◆ Tarea propuesta
Según el texto sobre Bitcoin y el oro, ¿qué recomienda Matthew Kratter a quienes ya poseen BTC? Responde en una oración, por favor.

◆ Texto mostrado
>>>

Bitcoin y el oro vuelven a quedar frente a frente en el debate sobre cuál es el mejor refugio de valor a largo plazo. Mientras el metal precioso superó recientemente los USD 4000 la onza, algunos analistas advierten que ese repunte no cambia una tendencia de fondo más amplia: en un mundo cada vez más digital, Bitcoin estaría mejor posicionado para preservar valor en el tiempo.
Esa es la mirada de Matthew Kratter, analista de mercado y reconocido defensor de Bitcoin, quien sostiene que la criptomoneda líder terminará superando al oro como reserva de valor estructural. Su recomendación para quienes ya poseen BTC es clara: no intercambiarlo por oro, incluso en un contexto de precios récord para el metal.
Según Kratter, la diferencia está en las características fundamentales de cada activo. Bitcoin combina escasez programada, facilidad de verificación, portabilidad global y divisibilidad extrema, atributos que resultan difíciles de igualar por un activo físico. El oro, en cambio, enfrenta límites operativos que se vuelven más evidentes a medida que la economía migra hacia entornos digitales.
Uno de los puntos centrales del análisis es la oferta. Aunque el crecimiento del stock de oro es lento, históricamente se ubica entre 1 y 2% anual y no es completamente predecible. Nuevos descubrimientos, avances tecnológicos en minería o incluso escenarios de exploración espacial podrían alterar esa dinámica. Kratter recuerda que episodios de fuertes ingresos de oro en el pasado, como el que vivió España en el siglo XVI, generaron desequilibrios económicos e inflación.
Bitcoin, por el contrario, tiene un límite máximo de emisión conocido de antemano y reglas monetarias que no pueden modificarse de forma discrecional. Esa previsibilidad es uno de los factores que, a su juicio, refuerzan su atractivo como reserva de valor a largo plazo.

<<<

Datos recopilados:
>>>

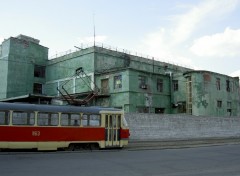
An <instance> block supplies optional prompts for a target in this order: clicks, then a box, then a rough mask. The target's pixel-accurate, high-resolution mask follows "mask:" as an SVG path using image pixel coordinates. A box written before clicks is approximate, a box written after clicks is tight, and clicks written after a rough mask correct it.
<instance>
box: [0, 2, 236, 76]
mask: <svg viewBox="0 0 240 176" xmlns="http://www.w3.org/2000/svg"><path fill="white" fill-rule="evenodd" d="M0 4H1V6H0V19H1V24H0V43H1V42H2V41H3V40H4V39H7V38H9V37H11V36H12V37H15V36H17V35H19V34H24V35H28V36H31V37H33V38H37V39H39V40H40V44H41V45H43V46H46V47H48V48H49V56H52V55H55V54H56V53H59V52H64V51H67V50H69V49H74V46H81V44H82V43H84V44H93V26H94V25H93V24H95V31H96V42H98V43H104V44H105V45H110V46H112V47H118V48H123V49H127V50H130V51H132V53H136V52H137V53H142V54H143V55H149V57H150V56H151V57H154V58H155V59H156V60H161V61H167V62H170V63H176V64H179V65H183V66H189V67H191V68H194V69H199V70H200V69H201V70H209V71H213V72H218V73H222V74H227V75H233V76H239V75H240V71H239V72H237V71H238V70H240V20H239V18H240V0H169V1H168V0H121V1H110V0H88V1H86V0H58V1H56V0H41V1H40V0H35V1H33V0H21V1H20V0H8V1H5V0H4V1H3V0H0Z"/></svg>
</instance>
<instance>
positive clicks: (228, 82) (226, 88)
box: [226, 80, 231, 92]
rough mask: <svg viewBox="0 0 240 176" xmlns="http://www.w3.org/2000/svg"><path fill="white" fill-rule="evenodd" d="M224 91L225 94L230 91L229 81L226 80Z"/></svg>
mask: <svg viewBox="0 0 240 176" xmlns="http://www.w3.org/2000/svg"><path fill="white" fill-rule="evenodd" d="M226 90H227V92H230V90H231V87H230V81H229V80H226Z"/></svg>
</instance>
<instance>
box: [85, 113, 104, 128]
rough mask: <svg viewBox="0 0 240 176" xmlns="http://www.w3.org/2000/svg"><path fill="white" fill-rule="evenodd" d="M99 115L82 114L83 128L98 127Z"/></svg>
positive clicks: (91, 114)
mask: <svg viewBox="0 0 240 176" xmlns="http://www.w3.org/2000/svg"><path fill="white" fill-rule="evenodd" d="M100 122H101V121H100V115H98V114H83V118H82V124H83V126H100Z"/></svg>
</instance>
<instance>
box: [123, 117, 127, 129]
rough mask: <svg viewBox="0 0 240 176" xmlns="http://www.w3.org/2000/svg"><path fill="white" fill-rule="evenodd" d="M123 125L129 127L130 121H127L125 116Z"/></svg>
mask: <svg viewBox="0 0 240 176" xmlns="http://www.w3.org/2000/svg"><path fill="white" fill-rule="evenodd" d="M123 126H125V127H128V123H127V120H126V119H125V117H123Z"/></svg>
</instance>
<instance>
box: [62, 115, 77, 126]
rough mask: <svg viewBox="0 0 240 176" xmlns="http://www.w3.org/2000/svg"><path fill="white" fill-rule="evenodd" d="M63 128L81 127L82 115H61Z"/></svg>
mask: <svg viewBox="0 0 240 176" xmlns="http://www.w3.org/2000/svg"><path fill="white" fill-rule="evenodd" d="M61 125H62V126H79V125H80V114H66V113H62V115H61Z"/></svg>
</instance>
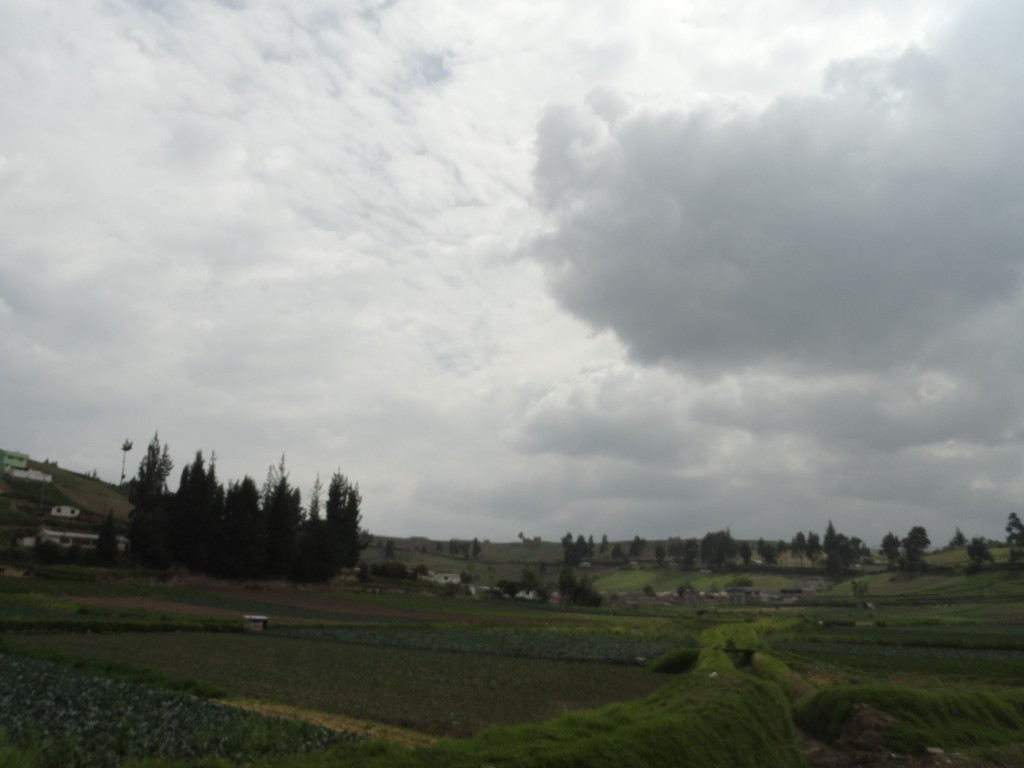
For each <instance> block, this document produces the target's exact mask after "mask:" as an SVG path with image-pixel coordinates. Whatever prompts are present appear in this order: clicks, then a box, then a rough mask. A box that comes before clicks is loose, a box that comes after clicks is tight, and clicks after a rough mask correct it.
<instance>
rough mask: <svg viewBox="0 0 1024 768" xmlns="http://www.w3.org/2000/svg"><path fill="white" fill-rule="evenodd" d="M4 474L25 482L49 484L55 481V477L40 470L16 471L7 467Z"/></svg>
mask: <svg viewBox="0 0 1024 768" xmlns="http://www.w3.org/2000/svg"><path fill="white" fill-rule="evenodd" d="M4 473H5V474H8V475H10V476H11V477H20V478H22V479H23V480H35V481H36V482H49V481H50V480H52V479H53V475H48V474H46V473H45V472H40V471H39V470H38V469H14V468H12V467H7V468H6V469H5V470H4Z"/></svg>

<<<

◆ Ejercicio resuelto
Recomienda no intercambiarlo por oro, incluso en un contexto de precios récord para el metal.